What the task requires: Retype each entry. Leave nothing out.

Data section:
+ + + + + + +
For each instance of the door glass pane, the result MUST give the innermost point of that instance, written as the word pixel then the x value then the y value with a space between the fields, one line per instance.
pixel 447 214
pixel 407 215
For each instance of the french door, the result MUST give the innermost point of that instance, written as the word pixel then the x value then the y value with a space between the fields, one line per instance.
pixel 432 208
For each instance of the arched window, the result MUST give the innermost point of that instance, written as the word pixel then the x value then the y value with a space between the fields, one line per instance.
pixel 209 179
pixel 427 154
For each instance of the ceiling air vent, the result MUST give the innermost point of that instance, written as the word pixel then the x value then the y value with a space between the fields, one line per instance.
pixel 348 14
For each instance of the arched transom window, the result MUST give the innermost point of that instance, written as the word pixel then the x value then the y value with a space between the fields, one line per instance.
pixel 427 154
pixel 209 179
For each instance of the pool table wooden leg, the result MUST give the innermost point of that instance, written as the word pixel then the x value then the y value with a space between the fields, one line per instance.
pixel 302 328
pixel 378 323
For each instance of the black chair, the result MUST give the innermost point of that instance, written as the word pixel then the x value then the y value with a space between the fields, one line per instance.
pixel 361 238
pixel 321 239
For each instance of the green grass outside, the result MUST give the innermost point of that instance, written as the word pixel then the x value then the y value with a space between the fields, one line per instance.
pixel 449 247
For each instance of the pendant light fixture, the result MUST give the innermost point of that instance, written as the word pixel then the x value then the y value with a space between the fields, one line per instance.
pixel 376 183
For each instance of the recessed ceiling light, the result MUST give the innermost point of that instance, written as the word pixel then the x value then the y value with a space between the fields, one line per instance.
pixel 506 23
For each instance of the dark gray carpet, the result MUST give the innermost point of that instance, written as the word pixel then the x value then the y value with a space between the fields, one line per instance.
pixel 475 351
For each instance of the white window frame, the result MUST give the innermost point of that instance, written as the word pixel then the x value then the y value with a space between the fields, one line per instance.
+ + + + + + +
Final answer:
For each instance of the door glass pane, the result MUST give the innermost point of that instance, written as the word pixel then the x value then the y value with a space between the fields, one line per instance.
pixel 447 214
pixel 407 215
For each instance of the french door, the result MUST give the innermost point of that instance, written as the word pixel then the x value then the y value with a space between the fields, one line per instance.
pixel 432 208
For each instance of the arched window, the result MUST give the innermost point of that instance, written as the word pixel then the x value then the y value with a space between the fields, one line per instance.
pixel 209 179
pixel 427 154
For each instance of the ceiling air vent, the result MUST give the innermost point of that instance, written as the word pixel then the x value then the y value with a space between the fields, one line per instance.
pixel 348 14
For each instance of the arched transom window, the result MUST give the innermost point of that instance, written as the word pixel then the x value then the y value with a space between the fields, one line per instance.
pixel 427 154
pixel 209 179
For each instance of the pool table wooden leg, the result MUST give the innermost point of that instance, written as the word pixel then the x value then the y value with a space between the fields, one line per instance.
pixel 302 328
pixel 378 323
For each instance of the black chair, the result MUST give the innermost point of that instance, written as the word pixel then the x value then the y value with a space between the fields, one line per instance.
pixel 361 238
pixel 321 239
For each instance of the green grass outside, the result MUST give the innermost point of that instance, written as the word pixel then the x value then the y value with a space between the fields, one line per instance.
pixel 449 247
For each instance of the pendant light fixture, the result MUST give the innermost point of that instance, written as the word pixel then the x value then the y value with a space between the fields, one line per instance.
pixel 376 183
For each instance of the recessed ceiling light, the result MUST give the innermost point of that instance, written as the word pixel then the x value then the y value with a space between the fields, one line per instance.
pixel 506 23
For each instance of the dark gray carpet, the result MUST give the innermost point of that instance, written as the word pixel then the x value then the y value with a space between the fields, one line per instance.
pixel 475 351
For each instance of the white window frame, the result MUST give the innermost point of that instance, written as the word pixel then the x value then the y value with a space between the fields, one line per instance.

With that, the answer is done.